§ Prompt: Set every entry down again exactly, excluding any pictures.

(Point-per-instance localization data)

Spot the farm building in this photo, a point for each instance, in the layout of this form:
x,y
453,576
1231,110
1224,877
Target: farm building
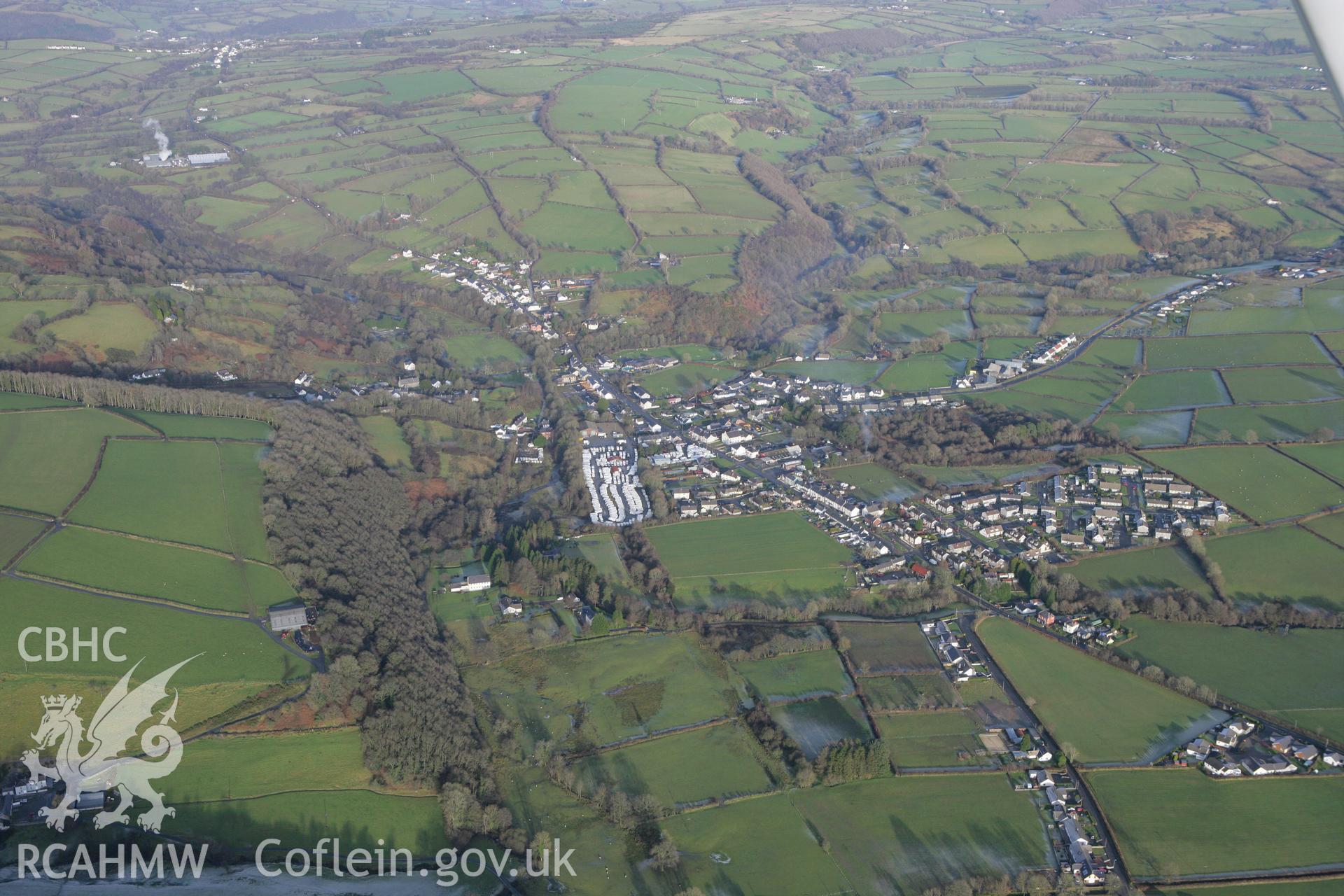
x,y
470,583
288,617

§ Reply:
Spot the farm building in this photo, a point for each instance, in the layout of this form:
x,y
453,576
1231,110
1224,877
Target: farm building
x,y
470,583
288,617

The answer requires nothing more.